Given passage.
┌────────

3.2.1 African National Congress (ANC)
(264 seats in the National Assembly)
The South African Native National Congress was founded in 1912 with the
aim of bringing Africans together to defend their rights and fight for freedom.
In 1923 its name was changed to the African National Congress (ANC).
Following the 1960 Sharpeville massacre, the party was banned by the
Nationalist Government. From 1961 organised acts of sabotage began, marking the
emergence of ‘Umkhonto we Sizwe’, the armed wing of the ANC. The ANC was to be
an underground and exiled organisation for the next 30 years.
In February 1990, the government unbanned the ANC and released Nelson
Mandela and other political prisoners. The ANC was again able to openly recruit
members and establish regional structures.
In the historic 1994 elections the ANC won 62% of the vote. Nelson
Mandela became South Africa's first democratically elected president. In the
1999 elections the party increased its majority to a point short of two-thirds
of the total vote. A two-thirds majority allows a party to change the Constitution.

└────────

Short task A. Reproduce the stretch of the ANC passage from "The South African" through "next 30 years.".
Short task B. Take the passage on the African National Congress further, picking up right after its final sentence.
The records come from a separate source unrelated to the ANC passage.

Data listing.
┌────────

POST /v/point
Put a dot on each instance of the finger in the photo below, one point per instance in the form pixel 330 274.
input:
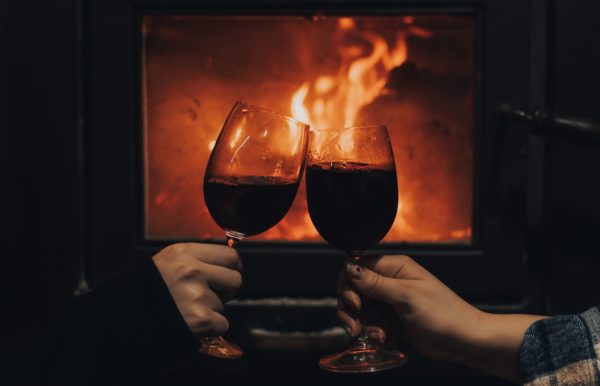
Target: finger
pixel 213 324
pixel 377 333
pixel 210 300
pixel 394 266
pixel 225 280
pixel 211 254
pixel 350 323
pixel 347 293
pixel 374 285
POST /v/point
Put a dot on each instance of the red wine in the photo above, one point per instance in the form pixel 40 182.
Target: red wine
pixel 248 205
pixel 352 205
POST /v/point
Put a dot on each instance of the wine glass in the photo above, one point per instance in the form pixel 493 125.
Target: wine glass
pixel 251 180
pixel 352 197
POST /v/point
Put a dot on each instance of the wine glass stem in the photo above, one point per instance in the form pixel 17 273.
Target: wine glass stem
pixel 363 341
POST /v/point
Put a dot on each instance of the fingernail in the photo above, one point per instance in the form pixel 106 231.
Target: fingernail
pixel 348 330
pixel 354 270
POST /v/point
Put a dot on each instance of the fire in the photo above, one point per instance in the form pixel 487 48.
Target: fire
pixel 362 76
pixel 330 72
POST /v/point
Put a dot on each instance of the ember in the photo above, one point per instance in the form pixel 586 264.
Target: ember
pixel 415 74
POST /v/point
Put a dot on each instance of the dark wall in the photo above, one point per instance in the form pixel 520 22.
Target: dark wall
pixel 37 196
pixel 574 206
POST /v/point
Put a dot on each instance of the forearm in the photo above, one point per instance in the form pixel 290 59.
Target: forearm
pixel 493 345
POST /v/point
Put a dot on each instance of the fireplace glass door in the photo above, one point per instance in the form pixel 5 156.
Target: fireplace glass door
pixel 413 73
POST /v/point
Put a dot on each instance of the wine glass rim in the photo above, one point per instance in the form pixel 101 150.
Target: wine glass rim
pixel 265 110
pixel 363 127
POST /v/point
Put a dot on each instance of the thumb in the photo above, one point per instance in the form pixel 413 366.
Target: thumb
pixel 372 284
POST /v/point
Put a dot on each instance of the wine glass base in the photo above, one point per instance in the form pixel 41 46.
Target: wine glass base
pixel 220 347
pixel 362 360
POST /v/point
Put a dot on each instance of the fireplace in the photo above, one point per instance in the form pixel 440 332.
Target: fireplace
pixel 161 78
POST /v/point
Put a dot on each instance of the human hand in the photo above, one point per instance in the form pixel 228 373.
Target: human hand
pixel 201 278
pixel 431 316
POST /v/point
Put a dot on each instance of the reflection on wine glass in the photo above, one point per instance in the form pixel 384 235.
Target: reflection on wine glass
pixel 251 180
pixel 352 196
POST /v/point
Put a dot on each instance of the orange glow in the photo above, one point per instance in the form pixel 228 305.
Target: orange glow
pixel 329 72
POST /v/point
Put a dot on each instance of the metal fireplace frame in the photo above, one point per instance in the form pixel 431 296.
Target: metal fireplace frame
pixel 495 271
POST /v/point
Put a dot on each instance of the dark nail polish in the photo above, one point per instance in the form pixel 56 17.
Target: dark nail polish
pixel 354 270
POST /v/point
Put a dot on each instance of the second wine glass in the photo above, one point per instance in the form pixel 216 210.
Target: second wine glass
pixel 251 180
pixel 352 196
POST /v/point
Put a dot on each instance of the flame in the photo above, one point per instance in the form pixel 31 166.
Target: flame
pixel 360 79
pixel 333 101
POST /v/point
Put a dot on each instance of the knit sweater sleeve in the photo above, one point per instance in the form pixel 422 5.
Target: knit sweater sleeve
pixel 562 350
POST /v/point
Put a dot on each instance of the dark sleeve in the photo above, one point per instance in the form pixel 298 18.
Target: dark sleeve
pixel 121 333
pixel 562 350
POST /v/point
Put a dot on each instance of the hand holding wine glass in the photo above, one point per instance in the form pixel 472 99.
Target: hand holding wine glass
pixel 251 180
pixel 352 198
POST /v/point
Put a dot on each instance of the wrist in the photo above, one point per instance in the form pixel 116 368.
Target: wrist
pixel 494 344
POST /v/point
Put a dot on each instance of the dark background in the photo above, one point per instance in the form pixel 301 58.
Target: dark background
pixel 43 229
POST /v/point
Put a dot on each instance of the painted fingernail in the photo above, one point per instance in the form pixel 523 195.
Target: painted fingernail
pixel 354 270
pixel 348 330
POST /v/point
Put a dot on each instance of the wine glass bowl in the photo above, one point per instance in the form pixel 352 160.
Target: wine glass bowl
pixel 352 196
pixel 251 179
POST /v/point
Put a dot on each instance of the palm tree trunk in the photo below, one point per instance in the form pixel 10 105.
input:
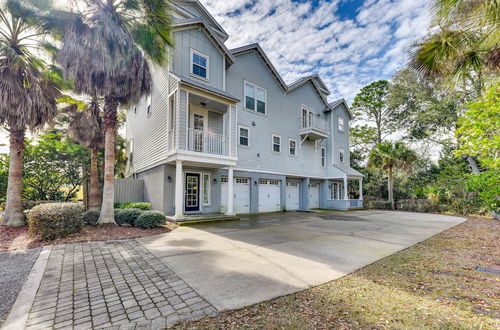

└────────

Output A.
The South African Native National Congress was founded in 1912 with the
aim of bringing Africans together to defend their rights and fight for freedom.
In 1923 its name was changed to the African National Congress (ANC).
Following the 1960 Sharpeville massacre, the party was banned by the
Nationalist Government. From 1961 organised acts of sabotage began, marking the
emergence of ‘Umkhonto we Sizwe’, the armed wing of the ANC. The ANC was to be
an underground and exiled organisation for the next 30 years.

Output B.
Thabo Mbeki succeeded Mandela as president of the country.
ANC policy is to increase economic growth and reduce poverty. The
Freedom Charter remains the party's basic policy document. Adopted in June 1955
by the ANC and its allies, the charter lists principles upon which a democratic
South Africa should be built.
In 1994 the ANC adopted the Reconstruction and Development Programme
(RDP) as a policy framework to guide it in transforming South Africa from a
divided society to one that provides equal opportunities for all its citizens.
The four main principles of the RDP are:
Ø meeting the people's basic needs, such
as housing, water and electricity;
Ø developing the country's human
resources;
Ø building the economy; and
Ø democratising state institutions and
society.
In 1996 the ANC adopted the Growth, Employment and Redistribution
macroeconomic strategy, or ‘Gear’. This is a strategy for rebuilding and
restructuring the economy in line with the main principles of the RDP.
In the 2004 elections the party retained its two-thirds majority
(69.7%), but lost it in the 2009 elections, when its majority fell to 64.9%
3.2.2 Democratic Alliance
(DA)
(67 seats in the National Assembly)
The Democratic Alliance, formerly known as the Democratic Party (DP),
espouses liberal democracy and free market principles. The party's forerunner
was the Progressive Federal Party (PFP), whose veteran politician Helen Suzman
was its only representative in the white Parliament for many years. Suzman
upheld liberal policies in the apartheid-era legislature and spoke out against
apartheid laws.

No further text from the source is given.